Q: What’s the best oil to use for cooking? I’ve heard I shouldn’t cook with extra virgin olive oil. What’s the healthiest oil?

I regularly recommend extra virgin olive oil as a nutritious and versatile cooking oil. It’s my go-to oil when sautéing or roasting vegetables (you can cook with it!), dressing salads and, sometimes, baking.

Olive oil, the principal fat in the well-studied Mediterranean diet, is an excellent source of heart-healthy monounsaturated fats, along with protective plant compounds that have antioxidant and anti-inflammatory properties.

But that doesn’t mean it’s the only bottle of cooking oil in my pantry. When deciding which oil to use, I consider how well it holds up to heat, its nutritional properties and the flavour it imparts to foods.

Cooking and smoke point

It’s often thought that extra virgin olive oil’s “smoke point” makes it unsuitable for cooking and baking. Not true.

APPLY WHAT YOU READ »
1. Copy the part of the passage on cooking oils that starts with "Q: What’s the" and goes on through "imparts to foods.".
2. Write what comes next in the passage on cooking oils, picking up after its final sentence.

SUPPLIED DATA »
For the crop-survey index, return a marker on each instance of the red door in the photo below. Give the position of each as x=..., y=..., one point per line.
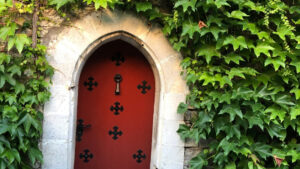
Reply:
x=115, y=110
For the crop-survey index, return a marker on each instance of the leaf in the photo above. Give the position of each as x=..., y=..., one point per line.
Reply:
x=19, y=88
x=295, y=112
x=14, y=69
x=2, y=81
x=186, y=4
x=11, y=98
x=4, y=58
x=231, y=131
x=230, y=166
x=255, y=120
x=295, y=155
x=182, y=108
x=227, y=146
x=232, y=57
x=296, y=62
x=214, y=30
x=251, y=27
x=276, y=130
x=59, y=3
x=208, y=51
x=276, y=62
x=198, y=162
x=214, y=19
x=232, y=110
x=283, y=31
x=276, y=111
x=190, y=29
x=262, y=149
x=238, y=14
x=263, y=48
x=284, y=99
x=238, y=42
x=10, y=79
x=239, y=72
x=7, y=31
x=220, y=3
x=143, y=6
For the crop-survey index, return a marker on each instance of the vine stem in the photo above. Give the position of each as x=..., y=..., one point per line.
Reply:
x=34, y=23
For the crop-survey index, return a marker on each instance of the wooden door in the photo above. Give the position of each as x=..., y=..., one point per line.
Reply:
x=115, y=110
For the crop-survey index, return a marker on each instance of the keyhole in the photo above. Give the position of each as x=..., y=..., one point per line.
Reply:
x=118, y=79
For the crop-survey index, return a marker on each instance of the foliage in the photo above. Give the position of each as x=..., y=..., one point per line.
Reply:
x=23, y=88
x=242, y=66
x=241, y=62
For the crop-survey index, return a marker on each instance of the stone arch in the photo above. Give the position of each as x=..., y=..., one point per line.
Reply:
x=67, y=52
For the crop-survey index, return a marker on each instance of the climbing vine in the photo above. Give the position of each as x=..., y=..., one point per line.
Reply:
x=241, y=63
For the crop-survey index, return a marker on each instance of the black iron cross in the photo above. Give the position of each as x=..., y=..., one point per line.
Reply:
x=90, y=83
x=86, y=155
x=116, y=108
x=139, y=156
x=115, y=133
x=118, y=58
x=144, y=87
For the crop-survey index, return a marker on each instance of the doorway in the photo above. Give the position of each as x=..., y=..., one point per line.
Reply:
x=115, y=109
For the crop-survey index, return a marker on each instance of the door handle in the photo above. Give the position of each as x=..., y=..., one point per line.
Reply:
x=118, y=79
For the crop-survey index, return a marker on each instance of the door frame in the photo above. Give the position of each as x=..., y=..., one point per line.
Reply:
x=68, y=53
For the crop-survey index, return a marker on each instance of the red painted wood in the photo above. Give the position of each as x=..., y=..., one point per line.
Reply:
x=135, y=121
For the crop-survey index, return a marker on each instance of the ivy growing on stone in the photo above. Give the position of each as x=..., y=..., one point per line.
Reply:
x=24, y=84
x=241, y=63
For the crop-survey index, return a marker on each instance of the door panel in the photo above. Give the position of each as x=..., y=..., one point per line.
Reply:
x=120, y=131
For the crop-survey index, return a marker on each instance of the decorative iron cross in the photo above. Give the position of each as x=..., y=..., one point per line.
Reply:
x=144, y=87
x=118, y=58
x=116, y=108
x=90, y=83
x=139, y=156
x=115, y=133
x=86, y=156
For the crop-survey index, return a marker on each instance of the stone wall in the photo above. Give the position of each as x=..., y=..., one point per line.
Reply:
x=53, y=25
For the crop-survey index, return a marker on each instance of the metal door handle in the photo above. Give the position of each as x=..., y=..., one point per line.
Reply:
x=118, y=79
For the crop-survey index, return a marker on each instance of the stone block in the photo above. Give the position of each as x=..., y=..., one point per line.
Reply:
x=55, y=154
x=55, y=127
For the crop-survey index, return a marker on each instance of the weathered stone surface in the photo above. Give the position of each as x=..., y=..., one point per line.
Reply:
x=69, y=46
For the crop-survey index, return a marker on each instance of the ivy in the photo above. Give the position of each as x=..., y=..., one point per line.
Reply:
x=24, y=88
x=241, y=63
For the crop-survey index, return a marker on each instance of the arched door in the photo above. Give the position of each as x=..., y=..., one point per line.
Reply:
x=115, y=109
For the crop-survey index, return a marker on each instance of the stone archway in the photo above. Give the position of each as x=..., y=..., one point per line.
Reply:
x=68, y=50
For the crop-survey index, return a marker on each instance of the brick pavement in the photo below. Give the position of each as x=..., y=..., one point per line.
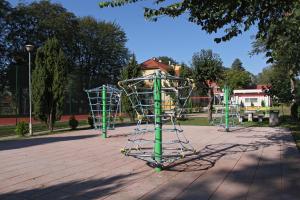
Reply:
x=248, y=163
--
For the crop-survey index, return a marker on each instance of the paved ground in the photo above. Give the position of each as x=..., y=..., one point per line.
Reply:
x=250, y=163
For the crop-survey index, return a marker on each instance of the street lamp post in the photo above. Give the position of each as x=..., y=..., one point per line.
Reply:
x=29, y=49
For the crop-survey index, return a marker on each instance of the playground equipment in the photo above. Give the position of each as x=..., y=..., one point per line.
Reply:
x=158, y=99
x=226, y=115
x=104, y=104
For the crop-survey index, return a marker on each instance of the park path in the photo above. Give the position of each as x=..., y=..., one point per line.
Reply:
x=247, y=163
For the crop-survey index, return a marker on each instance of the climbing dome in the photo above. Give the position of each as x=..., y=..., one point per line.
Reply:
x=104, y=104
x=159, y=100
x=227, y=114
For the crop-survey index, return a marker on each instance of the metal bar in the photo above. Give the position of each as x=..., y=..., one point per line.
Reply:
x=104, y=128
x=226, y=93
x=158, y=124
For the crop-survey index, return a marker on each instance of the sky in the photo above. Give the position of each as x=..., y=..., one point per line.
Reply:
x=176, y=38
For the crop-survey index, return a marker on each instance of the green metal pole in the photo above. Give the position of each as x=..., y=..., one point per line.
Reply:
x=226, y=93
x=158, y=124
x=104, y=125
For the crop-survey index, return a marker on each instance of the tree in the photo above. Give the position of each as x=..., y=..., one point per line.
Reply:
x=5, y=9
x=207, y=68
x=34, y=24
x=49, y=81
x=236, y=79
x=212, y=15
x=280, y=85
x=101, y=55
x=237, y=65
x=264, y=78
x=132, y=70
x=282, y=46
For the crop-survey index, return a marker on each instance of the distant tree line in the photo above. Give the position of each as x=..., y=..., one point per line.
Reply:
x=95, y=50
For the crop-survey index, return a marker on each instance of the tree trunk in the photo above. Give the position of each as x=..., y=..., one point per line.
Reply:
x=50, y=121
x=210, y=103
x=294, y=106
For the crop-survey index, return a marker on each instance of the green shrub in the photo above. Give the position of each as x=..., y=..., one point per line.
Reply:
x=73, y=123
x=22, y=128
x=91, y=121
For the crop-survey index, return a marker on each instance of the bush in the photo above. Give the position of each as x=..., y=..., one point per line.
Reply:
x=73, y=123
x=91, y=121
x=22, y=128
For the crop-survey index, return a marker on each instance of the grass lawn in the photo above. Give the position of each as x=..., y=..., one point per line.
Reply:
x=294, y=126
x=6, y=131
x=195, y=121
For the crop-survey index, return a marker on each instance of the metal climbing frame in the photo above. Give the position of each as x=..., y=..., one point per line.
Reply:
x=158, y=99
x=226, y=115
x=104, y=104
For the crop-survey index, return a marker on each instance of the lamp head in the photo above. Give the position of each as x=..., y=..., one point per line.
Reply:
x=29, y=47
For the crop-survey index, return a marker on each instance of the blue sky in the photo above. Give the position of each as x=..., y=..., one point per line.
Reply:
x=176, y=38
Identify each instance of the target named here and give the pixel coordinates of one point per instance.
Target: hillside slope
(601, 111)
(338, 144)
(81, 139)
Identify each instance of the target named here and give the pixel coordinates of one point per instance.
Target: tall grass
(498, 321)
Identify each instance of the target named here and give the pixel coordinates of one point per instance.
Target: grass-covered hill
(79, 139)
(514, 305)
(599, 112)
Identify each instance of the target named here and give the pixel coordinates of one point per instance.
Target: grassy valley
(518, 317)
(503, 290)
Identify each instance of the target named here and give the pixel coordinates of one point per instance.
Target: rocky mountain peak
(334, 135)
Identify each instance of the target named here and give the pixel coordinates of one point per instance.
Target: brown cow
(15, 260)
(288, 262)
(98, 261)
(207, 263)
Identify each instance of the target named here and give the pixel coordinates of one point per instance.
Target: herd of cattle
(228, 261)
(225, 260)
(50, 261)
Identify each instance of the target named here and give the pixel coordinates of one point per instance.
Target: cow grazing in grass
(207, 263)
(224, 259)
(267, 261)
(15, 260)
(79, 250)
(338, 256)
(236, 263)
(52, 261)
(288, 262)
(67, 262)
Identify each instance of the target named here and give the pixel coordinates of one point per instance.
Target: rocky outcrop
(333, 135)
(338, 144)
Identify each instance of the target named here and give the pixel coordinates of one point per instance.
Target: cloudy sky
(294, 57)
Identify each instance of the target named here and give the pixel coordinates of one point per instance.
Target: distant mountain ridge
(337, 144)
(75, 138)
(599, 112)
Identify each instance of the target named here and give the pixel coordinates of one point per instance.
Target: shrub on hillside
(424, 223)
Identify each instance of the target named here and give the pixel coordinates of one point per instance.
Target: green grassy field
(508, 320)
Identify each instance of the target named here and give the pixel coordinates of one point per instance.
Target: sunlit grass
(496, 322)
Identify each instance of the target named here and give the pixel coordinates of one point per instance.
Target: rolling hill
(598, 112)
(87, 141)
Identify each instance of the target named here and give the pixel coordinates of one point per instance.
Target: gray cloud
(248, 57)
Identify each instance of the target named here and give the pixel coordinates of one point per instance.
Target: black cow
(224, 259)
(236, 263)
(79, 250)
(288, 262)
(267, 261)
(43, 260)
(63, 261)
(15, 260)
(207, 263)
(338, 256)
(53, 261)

ANSWERS FOR EACH ITEM »
1.
Q: What’s the best oil to use for cooking? I’ve heard I shouldn’t cook with extra virgin olive oil. What’s the healthiest oil?

I regularly recommend extra virgin olive oil as a nutritious and versatile cooking oil. It’s my go-to oil when sautéing or roasting vegetables (you can cook with it!), dressing salads and, sometimes, baking.

Olive oil, the principal fat in the well-studied Mediterranean diet, is an excellent source of heart-healthy monounsaturated fats, along with protective plant compounds that have antioxidant and anti-inflammatory properties.

But that doesn’t mean it’s the only bottle of cooking oil in my pantry. When deciding which oil to use, I consider how well it holds up to heat, its nutritional properties and the flavour it imparts to foods.

2.
The smoke point of a cooking oil refers to the temperature at which it starts to burn and smoke. When an oil is overheated, beneficial nutrients and phytochemicals are degraded and potentially harmful free radicals can be formed.

Olive oil (extra virgin and regular) has a relatively high smoke point, between 365 F and 410 F (185 C to 210 C). Stovetop cooking and oven roasting are typically done between 250 F and 400 F (120 C to 205 C).

Research also suggests that extra virgin oil is more stable at high heats than other cooking oils. Olive oil’s fat composition and antioxidant content are thought to protect it from breaking down.

Other oils that have a high smoke point, 400 F (205 C) and higher, include avocado, peanut, canola, grapeseed, sunflower and safflower oils.

Healthy fats, vitamin E, omega-3s

Cooking oils contain a mix of unsaturated fats, but will contain predominantly monounsaturated fats (e.g. olive, avocado, canola and peanut oils) or polyunsaturated fats (e.g. grapeseed, sunflower, safflower, walnut and flaxseed oils). The exception is coconut oil, which contains mostly saturated fat (82.5 per cent).

In 2017, after a comprehensive evidence review, the American Heart Association concluded that reducing saturated fat and replacing it with polyunsaturated or monounsaturated fats help reduce the risk of cardiovascular disease.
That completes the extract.